*TASK REQUIREMENTS:*
Retype precisely the section of the data that starts at the line containing "can the green" and runs to its final line, ends included.

*Source data:*
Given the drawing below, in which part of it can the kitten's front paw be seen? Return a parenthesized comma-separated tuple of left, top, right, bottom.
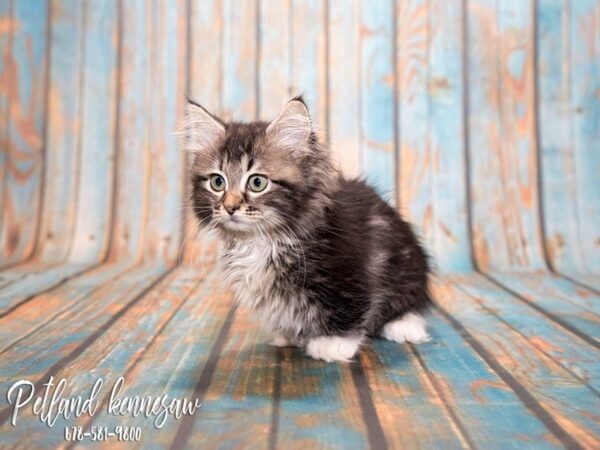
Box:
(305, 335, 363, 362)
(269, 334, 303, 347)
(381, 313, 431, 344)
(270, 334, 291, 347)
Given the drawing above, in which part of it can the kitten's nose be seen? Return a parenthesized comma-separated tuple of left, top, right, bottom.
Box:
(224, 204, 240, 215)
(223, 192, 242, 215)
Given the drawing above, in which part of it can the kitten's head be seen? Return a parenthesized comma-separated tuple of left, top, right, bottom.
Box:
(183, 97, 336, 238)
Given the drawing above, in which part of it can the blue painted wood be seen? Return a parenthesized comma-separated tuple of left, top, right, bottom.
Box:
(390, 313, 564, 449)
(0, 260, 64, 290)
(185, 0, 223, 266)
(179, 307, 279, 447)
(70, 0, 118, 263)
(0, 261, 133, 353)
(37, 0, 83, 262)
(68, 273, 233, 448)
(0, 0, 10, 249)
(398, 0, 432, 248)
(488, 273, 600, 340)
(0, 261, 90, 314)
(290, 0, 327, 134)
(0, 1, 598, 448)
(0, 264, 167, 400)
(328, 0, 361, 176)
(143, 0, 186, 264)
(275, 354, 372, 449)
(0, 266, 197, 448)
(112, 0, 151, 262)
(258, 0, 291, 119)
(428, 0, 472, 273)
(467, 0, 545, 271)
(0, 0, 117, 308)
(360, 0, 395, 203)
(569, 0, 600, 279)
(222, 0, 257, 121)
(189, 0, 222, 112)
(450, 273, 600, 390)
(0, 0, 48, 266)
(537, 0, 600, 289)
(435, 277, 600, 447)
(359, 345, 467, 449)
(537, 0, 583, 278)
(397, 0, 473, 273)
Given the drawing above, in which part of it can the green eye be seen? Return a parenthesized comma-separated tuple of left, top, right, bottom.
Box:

*REPLY TO THE TASK:*
Given the drawing above, in which part of it can the green eye be seen? Return a parenthesized comma-separated tuple of left, top, right, bottom.
Box:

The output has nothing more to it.